> Challenge
Format every line of the records below as a Markdown table with two columns, Row and Line. Number the rows in order and omit blank lines.

> Source material
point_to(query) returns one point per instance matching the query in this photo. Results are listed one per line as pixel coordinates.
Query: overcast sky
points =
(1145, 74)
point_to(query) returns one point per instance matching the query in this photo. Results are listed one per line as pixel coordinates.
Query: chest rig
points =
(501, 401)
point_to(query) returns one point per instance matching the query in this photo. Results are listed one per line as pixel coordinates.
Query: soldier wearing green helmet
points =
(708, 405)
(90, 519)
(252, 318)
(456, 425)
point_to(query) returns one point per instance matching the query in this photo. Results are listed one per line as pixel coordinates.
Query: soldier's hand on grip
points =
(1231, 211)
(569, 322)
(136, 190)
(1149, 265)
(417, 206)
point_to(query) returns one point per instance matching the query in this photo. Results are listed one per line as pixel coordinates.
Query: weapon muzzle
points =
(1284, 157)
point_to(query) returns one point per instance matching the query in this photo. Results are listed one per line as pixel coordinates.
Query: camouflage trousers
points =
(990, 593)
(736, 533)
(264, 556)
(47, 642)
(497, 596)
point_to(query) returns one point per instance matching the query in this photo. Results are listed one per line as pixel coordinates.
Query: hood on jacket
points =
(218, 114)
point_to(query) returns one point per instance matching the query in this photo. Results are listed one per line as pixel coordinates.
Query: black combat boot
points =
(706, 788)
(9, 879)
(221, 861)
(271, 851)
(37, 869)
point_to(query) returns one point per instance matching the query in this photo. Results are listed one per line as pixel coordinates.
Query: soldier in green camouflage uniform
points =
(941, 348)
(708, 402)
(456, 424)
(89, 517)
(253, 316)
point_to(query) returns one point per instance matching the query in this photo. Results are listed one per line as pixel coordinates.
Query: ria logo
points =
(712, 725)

> Solution for this task
| Row | Line |
|---|---|
| 1 | point_to(query) returns one point per instance matching the query in this photo. Results are listed one per line as pixel coordinates. |
| 2 | Query: overcast sky |
| 3 | points = |
| 4 | (1145, 74) |
| 5 | point_to(query) returns one point per instance matching the query in this photo. Results are listed one per line as pixel coordinates. |
| 6 | Query: chest rig |
| 7 | points = |
| 8 | (501, 401) |
| 9 | point_to(query) returns one point per instance matching the query in this photo. Results are listed one per line as pixel coordinates. |
| 10 | Query: soldier wearing green helmet |
| 11 | points = |
| 12 | (708, 405) |
| 13 | (90, 519) |
| 14 | (252, 318) |
| 15 | (456, 425) |
| 16 | point_to(query) returns one point per instance matching the query in this photo. Results are listed one per line as pixel coordinates. |
| 17 | Query: soldier's hand on grip |
| 18 | points = |
| 19 | (1231, 211) |
| 20 | (569, 322) |
| 21 | (136, 190) |
| 22 | (1149, 265) |
| 23 | (417, 206) |
| 24 | point_to(query) returns one point per instance matching the query in this photo. Results are listed one per line as pixel coordinates. |
| 25 | Query: weapon muzzle |
| 26 | points = |
| 27 | (1284, 157) |
| 28 | point_to(query) returns one point per instance matching the query in this photo. Results are listed one per line as pixel coordinates. |
| 29 | Query: camouflage trousers |
| 30 | points = |
| 31 | (990, 593) |
| 32 | (736, 533) |
| 33 | (264, 556) |
| 34 | (47, 642) |
| 35 | (497, 596) |
| 36 | point_to(query) returns one point per instance matching the query in this photo. Results are listed one per line as pixel coordinates. |
| 37 | Query: hood on jacket |
| 38 | points = |
| 39 | (218, 114) |
| 40 | point_to(query) returns one point per instance matching the query in this photo. Results are listed one per line as pixel coordinates. |
| 41 | Query: black combat boot |
| 42 | points = |
| 43 | (706, 788) |
| 44 | (9, 879) |
| 45 | (221, 861) |
| 46 | (271, 851) |
| 47 | (37, 869) |
| 48 | point_to(query) returns one point per instance matching the query in this photo. Results are listed one per line as pixel coordinates. |
| 49 | Query: soldier in green camouflage uniform |
| 50 | points = |
| 51 | (941, 348) |
| 52 | (708, 402) |
| 53 | (456, 424) |
| 54 | (89, 517) |
| 55 | (253, 316) |
| 56 | point_to(query) returns one point per instance matching the query in this photo. Results are listed one per line as pixel coordinates. |
| 57 | Query: ria logo |
| 58 | points = |
| 59 | (712, 725) |